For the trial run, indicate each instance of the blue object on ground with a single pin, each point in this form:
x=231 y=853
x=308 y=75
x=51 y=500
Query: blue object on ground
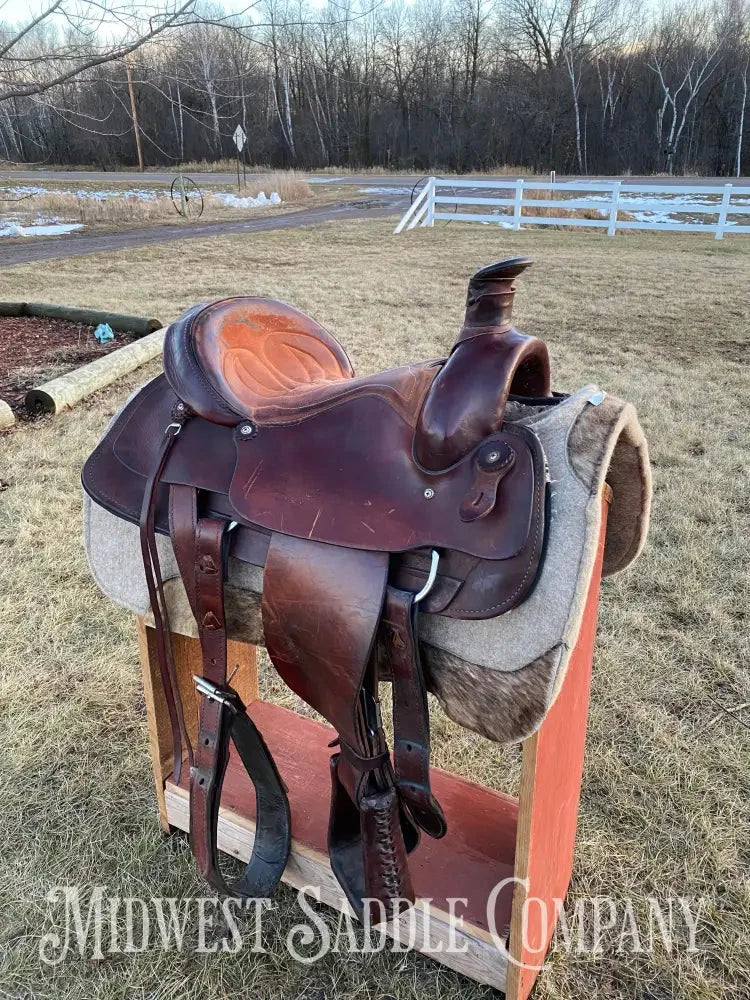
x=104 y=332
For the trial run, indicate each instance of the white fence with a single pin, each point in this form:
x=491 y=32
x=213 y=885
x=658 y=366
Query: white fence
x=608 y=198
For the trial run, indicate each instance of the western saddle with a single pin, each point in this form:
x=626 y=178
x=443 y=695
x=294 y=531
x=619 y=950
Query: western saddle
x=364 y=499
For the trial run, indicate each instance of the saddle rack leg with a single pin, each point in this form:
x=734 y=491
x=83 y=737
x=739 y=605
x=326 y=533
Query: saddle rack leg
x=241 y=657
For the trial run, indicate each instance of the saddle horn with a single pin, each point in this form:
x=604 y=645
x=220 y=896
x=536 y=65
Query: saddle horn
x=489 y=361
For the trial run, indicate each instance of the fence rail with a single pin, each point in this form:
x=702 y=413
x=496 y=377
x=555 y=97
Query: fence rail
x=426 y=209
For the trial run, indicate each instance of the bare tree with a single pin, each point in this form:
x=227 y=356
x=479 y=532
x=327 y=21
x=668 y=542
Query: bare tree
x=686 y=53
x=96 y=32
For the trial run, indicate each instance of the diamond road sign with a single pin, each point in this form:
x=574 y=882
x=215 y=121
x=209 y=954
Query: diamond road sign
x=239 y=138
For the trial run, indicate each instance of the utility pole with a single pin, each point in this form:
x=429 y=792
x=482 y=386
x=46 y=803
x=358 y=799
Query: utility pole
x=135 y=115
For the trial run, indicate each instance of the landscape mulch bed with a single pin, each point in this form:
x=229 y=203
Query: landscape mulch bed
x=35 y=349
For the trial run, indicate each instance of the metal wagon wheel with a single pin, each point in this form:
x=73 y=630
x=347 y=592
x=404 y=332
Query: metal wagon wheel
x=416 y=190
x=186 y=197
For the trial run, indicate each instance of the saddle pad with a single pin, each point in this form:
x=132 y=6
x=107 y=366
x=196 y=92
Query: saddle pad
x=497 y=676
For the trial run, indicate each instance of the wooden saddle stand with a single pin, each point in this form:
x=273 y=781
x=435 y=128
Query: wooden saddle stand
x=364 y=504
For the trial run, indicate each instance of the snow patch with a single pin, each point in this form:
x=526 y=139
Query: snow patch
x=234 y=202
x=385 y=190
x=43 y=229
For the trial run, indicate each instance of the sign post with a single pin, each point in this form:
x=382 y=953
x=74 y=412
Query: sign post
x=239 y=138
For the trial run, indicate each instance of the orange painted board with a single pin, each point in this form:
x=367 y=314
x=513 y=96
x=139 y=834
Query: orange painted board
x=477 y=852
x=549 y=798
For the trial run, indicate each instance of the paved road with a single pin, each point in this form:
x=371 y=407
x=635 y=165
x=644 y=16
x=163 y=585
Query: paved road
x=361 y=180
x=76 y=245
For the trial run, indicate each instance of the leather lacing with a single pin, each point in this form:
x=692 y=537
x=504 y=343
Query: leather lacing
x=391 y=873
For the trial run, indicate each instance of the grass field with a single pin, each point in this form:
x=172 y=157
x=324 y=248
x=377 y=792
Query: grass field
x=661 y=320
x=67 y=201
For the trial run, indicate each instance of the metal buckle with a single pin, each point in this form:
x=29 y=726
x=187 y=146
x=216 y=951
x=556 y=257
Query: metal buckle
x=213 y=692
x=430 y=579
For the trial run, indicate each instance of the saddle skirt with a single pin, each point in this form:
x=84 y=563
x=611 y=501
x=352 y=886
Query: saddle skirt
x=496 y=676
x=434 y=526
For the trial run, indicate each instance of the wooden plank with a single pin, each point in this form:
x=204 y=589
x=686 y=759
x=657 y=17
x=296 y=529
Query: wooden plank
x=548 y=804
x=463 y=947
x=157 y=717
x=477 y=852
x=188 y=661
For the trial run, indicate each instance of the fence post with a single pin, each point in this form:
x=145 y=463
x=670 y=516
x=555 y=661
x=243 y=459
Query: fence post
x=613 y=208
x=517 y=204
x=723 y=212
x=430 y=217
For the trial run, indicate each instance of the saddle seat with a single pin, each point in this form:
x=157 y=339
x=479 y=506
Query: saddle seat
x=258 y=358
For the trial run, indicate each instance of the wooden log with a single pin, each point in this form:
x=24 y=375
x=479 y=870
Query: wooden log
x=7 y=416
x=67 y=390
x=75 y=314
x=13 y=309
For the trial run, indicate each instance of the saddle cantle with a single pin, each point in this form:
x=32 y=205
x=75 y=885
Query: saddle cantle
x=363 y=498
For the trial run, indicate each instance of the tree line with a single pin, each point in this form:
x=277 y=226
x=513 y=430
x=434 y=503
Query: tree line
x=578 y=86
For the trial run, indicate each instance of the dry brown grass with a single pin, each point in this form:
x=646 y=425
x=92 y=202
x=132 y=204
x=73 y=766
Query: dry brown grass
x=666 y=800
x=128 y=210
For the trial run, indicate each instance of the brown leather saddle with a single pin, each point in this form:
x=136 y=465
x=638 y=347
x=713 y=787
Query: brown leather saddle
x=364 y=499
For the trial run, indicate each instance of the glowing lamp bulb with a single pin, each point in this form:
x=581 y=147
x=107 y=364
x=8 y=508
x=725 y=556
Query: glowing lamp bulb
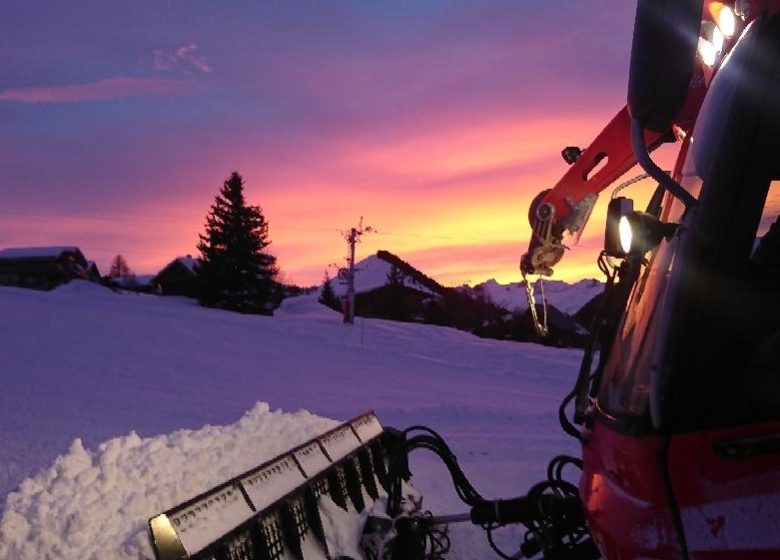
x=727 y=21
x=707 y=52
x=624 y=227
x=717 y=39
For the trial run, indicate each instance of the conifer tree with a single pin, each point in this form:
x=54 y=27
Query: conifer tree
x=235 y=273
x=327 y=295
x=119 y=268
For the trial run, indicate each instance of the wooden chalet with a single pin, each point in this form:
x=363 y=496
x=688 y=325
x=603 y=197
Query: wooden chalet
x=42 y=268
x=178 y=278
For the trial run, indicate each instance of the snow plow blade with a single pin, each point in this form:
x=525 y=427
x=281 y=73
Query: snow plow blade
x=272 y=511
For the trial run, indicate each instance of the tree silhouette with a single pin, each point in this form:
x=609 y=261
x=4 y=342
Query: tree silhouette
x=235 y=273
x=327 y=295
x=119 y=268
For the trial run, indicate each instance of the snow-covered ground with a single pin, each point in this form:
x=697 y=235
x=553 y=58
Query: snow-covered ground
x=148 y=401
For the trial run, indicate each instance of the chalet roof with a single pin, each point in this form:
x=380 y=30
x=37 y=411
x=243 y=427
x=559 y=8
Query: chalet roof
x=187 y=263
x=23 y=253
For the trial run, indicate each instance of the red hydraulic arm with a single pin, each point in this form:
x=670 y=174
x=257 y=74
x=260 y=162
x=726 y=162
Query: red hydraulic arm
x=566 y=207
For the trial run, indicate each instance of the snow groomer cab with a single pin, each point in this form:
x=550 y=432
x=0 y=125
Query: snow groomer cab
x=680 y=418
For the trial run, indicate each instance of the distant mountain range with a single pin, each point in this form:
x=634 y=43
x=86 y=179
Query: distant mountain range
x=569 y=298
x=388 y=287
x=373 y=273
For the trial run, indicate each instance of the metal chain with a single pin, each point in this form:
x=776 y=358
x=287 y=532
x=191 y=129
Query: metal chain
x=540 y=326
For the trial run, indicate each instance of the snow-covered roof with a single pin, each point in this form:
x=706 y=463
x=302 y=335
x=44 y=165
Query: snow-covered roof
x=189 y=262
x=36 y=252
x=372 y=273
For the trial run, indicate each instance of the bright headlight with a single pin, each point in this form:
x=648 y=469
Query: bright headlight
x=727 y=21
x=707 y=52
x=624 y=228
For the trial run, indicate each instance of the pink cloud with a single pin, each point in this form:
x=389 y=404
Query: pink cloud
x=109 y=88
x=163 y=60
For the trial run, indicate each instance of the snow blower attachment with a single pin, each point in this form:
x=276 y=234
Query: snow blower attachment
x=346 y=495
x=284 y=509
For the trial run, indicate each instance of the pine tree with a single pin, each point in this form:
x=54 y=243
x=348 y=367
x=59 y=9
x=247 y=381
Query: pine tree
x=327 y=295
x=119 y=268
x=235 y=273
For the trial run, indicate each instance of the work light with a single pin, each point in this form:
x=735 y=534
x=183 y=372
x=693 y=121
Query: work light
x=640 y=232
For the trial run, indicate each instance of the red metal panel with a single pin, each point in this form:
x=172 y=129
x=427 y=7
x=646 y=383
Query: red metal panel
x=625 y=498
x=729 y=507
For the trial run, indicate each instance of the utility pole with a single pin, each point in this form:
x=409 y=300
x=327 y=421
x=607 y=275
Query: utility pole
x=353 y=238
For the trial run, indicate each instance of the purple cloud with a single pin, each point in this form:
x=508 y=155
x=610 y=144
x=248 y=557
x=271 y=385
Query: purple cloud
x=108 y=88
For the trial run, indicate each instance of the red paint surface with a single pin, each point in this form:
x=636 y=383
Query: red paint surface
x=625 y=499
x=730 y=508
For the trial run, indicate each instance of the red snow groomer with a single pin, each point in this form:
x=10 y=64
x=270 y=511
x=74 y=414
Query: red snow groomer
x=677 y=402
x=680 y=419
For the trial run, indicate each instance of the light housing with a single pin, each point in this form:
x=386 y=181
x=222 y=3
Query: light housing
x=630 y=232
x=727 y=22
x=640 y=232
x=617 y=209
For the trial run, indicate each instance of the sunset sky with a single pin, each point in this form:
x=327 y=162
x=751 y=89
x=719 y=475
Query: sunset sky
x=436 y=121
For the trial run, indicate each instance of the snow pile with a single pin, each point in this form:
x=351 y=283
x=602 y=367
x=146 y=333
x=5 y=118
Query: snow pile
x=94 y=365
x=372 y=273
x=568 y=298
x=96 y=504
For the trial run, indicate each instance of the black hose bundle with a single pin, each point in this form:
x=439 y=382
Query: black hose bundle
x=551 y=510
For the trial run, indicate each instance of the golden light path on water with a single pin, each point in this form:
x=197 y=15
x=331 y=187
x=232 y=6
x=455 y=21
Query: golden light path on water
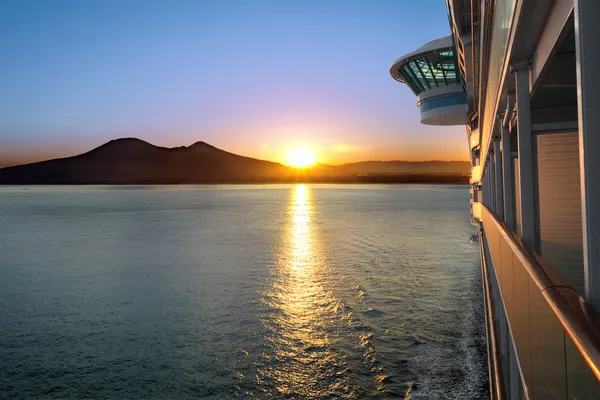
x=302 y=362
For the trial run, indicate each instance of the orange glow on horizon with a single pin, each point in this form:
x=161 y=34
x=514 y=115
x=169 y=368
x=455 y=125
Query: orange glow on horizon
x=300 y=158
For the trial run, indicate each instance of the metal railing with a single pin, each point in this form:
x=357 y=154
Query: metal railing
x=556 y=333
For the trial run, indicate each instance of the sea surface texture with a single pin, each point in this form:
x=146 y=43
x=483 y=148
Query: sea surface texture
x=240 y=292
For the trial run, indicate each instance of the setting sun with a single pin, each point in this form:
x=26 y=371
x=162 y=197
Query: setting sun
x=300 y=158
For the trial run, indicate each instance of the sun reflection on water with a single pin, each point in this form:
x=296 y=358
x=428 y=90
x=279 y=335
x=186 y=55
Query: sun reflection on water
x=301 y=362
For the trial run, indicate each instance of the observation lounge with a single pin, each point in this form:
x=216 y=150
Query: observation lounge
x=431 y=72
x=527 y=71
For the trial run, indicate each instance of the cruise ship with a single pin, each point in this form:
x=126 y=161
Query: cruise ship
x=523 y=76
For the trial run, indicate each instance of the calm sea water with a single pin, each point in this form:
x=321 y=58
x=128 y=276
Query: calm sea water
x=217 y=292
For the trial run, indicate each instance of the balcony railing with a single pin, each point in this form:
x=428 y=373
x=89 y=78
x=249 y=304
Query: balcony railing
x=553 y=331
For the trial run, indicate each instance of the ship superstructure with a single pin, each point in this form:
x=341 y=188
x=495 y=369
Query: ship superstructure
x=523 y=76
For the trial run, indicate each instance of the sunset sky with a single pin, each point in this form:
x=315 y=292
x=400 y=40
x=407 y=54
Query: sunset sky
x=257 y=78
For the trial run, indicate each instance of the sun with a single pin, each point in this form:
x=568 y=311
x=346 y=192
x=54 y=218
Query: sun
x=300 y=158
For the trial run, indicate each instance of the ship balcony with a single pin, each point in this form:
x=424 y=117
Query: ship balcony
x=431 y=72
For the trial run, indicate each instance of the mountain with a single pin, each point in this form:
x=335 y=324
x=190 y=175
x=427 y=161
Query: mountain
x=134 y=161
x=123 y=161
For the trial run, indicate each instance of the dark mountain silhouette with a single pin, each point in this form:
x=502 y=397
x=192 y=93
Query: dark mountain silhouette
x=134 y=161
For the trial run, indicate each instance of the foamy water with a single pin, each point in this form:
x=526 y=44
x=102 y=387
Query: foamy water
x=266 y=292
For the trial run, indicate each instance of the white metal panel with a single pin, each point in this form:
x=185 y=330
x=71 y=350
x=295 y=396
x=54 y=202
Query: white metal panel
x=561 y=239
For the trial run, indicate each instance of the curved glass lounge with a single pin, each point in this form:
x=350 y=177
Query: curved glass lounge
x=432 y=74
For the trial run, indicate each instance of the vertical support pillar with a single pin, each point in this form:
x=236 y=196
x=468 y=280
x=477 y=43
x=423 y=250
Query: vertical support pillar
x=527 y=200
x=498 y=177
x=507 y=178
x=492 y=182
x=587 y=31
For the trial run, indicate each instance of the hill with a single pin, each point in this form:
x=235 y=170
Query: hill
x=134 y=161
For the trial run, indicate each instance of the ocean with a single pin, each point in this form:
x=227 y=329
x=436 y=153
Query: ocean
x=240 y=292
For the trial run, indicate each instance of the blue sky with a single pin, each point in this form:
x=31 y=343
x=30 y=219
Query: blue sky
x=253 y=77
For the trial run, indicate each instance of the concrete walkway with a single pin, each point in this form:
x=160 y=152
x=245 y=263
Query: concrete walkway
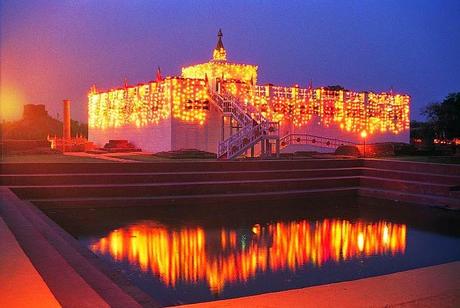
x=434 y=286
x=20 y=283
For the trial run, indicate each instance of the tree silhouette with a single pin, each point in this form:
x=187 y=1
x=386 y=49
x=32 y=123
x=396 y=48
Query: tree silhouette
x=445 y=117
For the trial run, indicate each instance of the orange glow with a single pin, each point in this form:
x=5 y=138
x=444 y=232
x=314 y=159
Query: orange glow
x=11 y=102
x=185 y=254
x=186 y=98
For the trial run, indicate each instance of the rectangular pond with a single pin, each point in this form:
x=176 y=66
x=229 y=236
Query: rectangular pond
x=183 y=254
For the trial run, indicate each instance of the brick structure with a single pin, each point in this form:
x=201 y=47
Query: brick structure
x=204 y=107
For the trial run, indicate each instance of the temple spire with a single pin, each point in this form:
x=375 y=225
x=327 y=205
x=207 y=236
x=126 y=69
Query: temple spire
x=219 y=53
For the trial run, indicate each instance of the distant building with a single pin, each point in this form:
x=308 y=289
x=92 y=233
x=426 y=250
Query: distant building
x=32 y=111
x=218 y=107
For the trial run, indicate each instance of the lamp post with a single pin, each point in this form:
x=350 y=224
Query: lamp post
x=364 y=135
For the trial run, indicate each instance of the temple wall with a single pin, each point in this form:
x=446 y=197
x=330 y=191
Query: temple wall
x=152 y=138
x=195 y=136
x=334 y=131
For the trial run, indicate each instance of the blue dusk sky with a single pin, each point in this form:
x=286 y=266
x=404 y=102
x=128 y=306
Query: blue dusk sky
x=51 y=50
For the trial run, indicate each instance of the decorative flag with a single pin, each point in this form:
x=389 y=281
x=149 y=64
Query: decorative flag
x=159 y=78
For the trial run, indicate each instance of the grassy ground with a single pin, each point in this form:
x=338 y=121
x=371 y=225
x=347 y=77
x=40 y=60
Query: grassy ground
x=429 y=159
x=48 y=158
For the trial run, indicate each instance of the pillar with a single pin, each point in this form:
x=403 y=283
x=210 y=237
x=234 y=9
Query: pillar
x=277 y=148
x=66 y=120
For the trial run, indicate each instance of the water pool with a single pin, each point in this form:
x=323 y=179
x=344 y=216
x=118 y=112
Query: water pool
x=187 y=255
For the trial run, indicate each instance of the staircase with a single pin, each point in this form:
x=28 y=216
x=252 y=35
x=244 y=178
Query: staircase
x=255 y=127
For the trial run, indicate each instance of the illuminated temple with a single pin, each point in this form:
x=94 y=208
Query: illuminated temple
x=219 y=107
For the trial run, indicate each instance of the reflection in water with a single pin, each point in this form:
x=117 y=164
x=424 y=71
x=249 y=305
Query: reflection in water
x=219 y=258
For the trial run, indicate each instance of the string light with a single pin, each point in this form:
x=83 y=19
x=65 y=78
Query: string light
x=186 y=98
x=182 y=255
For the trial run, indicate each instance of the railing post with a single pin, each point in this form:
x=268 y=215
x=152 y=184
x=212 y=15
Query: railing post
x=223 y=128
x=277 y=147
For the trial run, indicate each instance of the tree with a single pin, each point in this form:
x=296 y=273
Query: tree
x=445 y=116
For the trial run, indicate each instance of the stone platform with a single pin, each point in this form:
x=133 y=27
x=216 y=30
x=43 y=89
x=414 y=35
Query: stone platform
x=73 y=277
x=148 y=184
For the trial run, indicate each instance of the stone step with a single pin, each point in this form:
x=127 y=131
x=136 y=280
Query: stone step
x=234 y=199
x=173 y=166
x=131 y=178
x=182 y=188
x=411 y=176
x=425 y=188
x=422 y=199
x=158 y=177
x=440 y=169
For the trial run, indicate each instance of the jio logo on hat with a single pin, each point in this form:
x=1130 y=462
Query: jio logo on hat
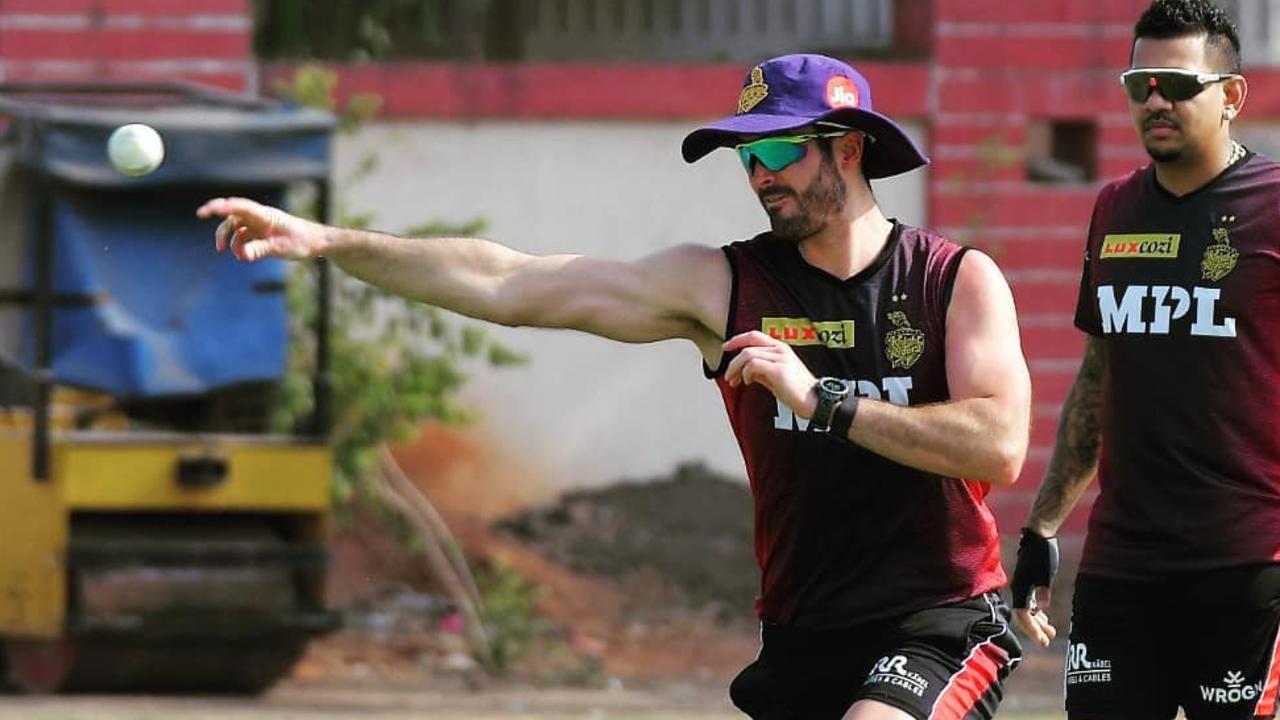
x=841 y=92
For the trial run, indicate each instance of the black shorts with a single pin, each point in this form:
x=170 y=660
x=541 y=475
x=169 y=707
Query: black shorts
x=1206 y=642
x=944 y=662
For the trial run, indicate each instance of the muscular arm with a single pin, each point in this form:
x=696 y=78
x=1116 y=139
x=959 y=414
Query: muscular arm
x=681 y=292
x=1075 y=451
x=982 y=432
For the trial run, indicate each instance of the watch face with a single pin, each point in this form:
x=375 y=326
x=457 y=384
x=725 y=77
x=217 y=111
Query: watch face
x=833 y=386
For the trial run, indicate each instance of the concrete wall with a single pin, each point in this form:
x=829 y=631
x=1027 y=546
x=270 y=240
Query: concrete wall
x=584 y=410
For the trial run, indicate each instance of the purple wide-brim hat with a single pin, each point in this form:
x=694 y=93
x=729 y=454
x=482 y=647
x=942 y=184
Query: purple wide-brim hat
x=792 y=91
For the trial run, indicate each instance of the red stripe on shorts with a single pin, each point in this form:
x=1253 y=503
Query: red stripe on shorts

Brief: Only the lines from the one that contains "For the trial run, indicate each instance of the muscular" through the last line should be repeated, each exactly as it stands, with both ends included.

Output for this task:
For the trial run, indicate each instance of the muscular arm with a single pin, each point in this form:
x=696 y=78
x=1116 y=139
x=959 y=414
Query: muscular arm
x=681 y=292
x=1075 y=451
x=982 y=432
For the trial run, indicate each instance of the watch face with a single pin, each point in this form:
x=375 y=326
x=457 y=384
x=725 y=77
x=217 y=111
Query: watch face
x=833 y=386
For the trial run, indicate each instance of the concrete wall with a single pin, each point in this form:
x=829 y=631
x=1027 y=546
x=270 y=240
Query: concrete wall
x=584 y=410
For the trial run, indicate each instance of the purple wide-brim hat with a single pin, each point in this form:
x=694 y=93
x=729 y=454
x=482 y=647
x=942 y=184
Query: purple wide-brim hat
x=792 y=91
For the trial run, indicate each instance of the red stripe on shorts with a single pin, each point in this form:
x=1253 y=503
Query: red stripe on shorts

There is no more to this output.